[Task directions]
Skip the images and copy each record exactly as written.

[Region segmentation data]
========

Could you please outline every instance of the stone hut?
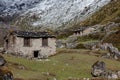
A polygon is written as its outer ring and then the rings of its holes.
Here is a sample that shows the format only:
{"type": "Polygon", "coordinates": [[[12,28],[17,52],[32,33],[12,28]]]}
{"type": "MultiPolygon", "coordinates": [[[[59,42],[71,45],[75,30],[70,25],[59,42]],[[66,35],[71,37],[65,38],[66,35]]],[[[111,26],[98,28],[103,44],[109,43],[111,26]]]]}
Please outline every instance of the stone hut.
{"type": "Polygon", "coordinates": [[[51,56],[56,53],[56,37],[47,32],[12,31],[4,38],[4,50],[29,58],[51,56]]]}
{"type": "Polygon", "coordinates": [[[80,27],[79,29],[74,30],[74,34],[75,36],[85,36],[88,34],[93,33],[95,29],[92,27],[80,27]]]}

========

[Answer to this exercise]
Could you please outline every instance of the stone hut?
A polygon is written as its outer ring and then the rings of its holes.
Here is a sample that shows the format only:
{"type": "Polygon", "coordinates": [[[12,28],[17,52],[32,33],[12,28]]]}
{"type": "MultiPolygon", "coordinates": [[[[59,42],[71,45],[75,30],[70,25],[59,42]],[[66,35],[71,37],[65,38],[66,35]]],[[[111,26],[98,28],[103,44],[109,43],[111,26]]]]}
Please outline every instance of the stone hut.
{"type": "Polygon", "coordinates": [[[51,56],[56,53],[56,37],[47,32],[12,31],[4,38],[4,50],[29,58],[51,56]]]}
{"type": "Polygon", "coordinates": [[[80,27],[79,29],[74,30],[74,34],[75,36],[85,36],[88,34],[93,33],[95,29],[92,27],[80,27]]]}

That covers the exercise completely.